Copy the material below line for line, including every box, but omit the pictures from your copy.

---- Data rows

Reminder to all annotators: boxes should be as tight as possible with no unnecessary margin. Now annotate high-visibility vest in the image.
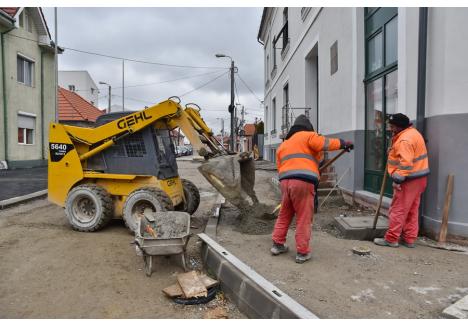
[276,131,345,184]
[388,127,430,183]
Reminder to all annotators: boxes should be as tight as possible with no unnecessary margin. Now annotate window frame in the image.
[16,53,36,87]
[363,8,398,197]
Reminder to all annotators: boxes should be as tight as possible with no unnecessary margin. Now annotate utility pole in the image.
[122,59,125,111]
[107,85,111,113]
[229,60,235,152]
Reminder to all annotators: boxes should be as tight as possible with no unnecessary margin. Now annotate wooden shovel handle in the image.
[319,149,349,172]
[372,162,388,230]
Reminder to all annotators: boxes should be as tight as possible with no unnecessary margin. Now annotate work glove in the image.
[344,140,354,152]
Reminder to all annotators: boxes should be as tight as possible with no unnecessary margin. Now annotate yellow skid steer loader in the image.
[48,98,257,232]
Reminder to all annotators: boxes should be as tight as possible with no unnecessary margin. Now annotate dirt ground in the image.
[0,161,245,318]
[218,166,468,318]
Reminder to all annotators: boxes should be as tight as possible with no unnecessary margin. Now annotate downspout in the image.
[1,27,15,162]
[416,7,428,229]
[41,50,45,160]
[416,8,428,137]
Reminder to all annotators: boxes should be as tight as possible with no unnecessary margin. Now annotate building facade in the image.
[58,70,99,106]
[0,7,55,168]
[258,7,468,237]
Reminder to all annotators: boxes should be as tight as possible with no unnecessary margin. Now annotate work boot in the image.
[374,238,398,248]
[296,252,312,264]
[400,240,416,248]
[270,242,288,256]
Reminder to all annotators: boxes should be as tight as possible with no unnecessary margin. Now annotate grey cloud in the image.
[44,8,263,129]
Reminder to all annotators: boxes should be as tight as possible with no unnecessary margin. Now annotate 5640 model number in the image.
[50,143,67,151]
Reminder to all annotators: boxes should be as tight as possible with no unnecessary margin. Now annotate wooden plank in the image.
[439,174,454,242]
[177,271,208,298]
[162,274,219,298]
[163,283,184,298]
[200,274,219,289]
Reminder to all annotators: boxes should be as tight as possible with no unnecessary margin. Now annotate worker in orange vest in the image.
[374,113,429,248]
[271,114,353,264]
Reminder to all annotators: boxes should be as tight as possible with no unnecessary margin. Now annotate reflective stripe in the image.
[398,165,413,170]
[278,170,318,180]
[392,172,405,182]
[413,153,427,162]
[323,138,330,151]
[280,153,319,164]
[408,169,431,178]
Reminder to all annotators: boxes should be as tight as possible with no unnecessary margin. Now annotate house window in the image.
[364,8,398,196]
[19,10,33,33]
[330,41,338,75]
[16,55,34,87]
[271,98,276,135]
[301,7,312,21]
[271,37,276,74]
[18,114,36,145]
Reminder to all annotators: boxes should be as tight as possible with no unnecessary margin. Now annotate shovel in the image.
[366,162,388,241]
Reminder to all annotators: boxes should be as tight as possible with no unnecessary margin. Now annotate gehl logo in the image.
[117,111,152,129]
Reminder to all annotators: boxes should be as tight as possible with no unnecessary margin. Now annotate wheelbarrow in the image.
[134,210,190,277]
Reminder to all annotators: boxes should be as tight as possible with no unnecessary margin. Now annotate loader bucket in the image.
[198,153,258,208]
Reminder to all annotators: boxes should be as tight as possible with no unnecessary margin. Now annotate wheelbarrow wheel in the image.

--------

▶ [Full response]
Reminder to all annotators: boxes should be as tight as possible with no unnecessary margin. Now annotate high-visibility vest in the image.
[276,131,345,184]
[388,127,430,183]
Reminder to all annotators: boxes should be as tight as possible with no unnecessary margin. Now annotate window frame in the image.
[16,53,36,87]
[363,8,398,197]
Reminder to all annotators: boxes should be as tight as possible with no unnecessary margin. Now annotate utility pole in the image.
[122,59,125,111]
[107,85,111,113]
[229,60,235,152]
Reminder to all annotators: boxes should be as tight as possible with no unnecessary margin. Now annotate wooden shovel handle in the image.
[319,149,349,172]
[372,162,388,230]
Reminder to all annotators: boxes should be as tight as possible with no unnecessary margin. Now annotate work glove in the image.
[344,140,354,152]
Reminder to all annotators: boxes should be as tight as possible with no unnecessary margin. Now annotate yellow skid steer loader in the image.
[48,98,257,232]
Reminder to all annotators: boxes should be as tight as possible with no unnecessary margin. Now annotate dirt ground in the image.
[0,161,245,318]
[218,166,468,318]
Reminder to all annotators: boxes should be as tight as possible with no unnecessary margin. Now annotate downspout in the image.
[1,27,15,162]
[416,7,428,229]
[41,50,45,160]
[416,8,428,137]
Reminder to all annotators: boxes should be as tight as possible with no unnecessary margin. Now annotate building facade in the image.
[58,70,99,106]
[0,7,55,168]
[258,7,468,237]
Reminder to all annotators: boxes should be as tight as possible with no unnecessary margin. Now annotate work boot in the image.
[374,238,398,248]
[296,252,312,264]
[400,240,416,248]
[270,242,288,256]
Reminder to all annotators: boxes should be as tight as possible with no unnecessary margin. Now annotate grey cloud in the image.
[44,8,263,129]
Reminder to all annotators: boxes should be as tight as possible with no unnecessary margin. Now annotate 5640 model number in the image.
[50,143,67,151]
Reminder to all annotators: boxes should be as tight as possible with no unnecessary margin. Now annotate wooden plank in the image.
[439,174,454,242]
[177,271,208,298]
[162,274,219,298]
[163,283,184,298]
[200,274,219,289]
Reminder to all annotators: boxes should be as tight as possible with no unnecessary margin. Now annotate worker in orange vest in the image.
[374,113,429,248]
[271,114,353,264]
Reminder to all annotators: boxes should be as tight as possible with no unnecessary margin. Now annotate reflective stripe in the image.
[398,165,413,170]
[278,170,318,180]
[392,172,405,182]
[413,153,427,162]
[323,138,330,151]
[280,153,319,164]
[408,169,431,178]
Reminder to all annotators: boxes should be as tight as possible with no unnecessary margin. Now annotate house window in the image.
[364,8,398,196]
[19,10,33,33]
[330,41,338,75]
[16,55,34,87]
[271,98,276,135]
[301,7,312,21]
[271,37,276,74]
[18,114,36,145]
Reminder to all annotators: boxes should be as tight as possible with no unnecessary margin. Now annotate shovel in the image.
[366,162,388,241]
Reminder to all annotators: boxes should be as tight as possible with no unnecessary margin. Now annotate gehl logo in the image.
[117,111,152,129]
Reminder to all annotators: boxes should be as tight as possible with no unnecessary margin. Now annotate wheelbarrow in the image.
[134,210,190,277]
Reminder to all annotators: boxes should be as tight as possible with no unnecessary margin. Now annotate loader bucket in the image.
[198,153,258,208]
Reminder to all annotators: boxes should be as tight as possible with no unnecessary margin. Now annotate wheelbarrow wheel in the image.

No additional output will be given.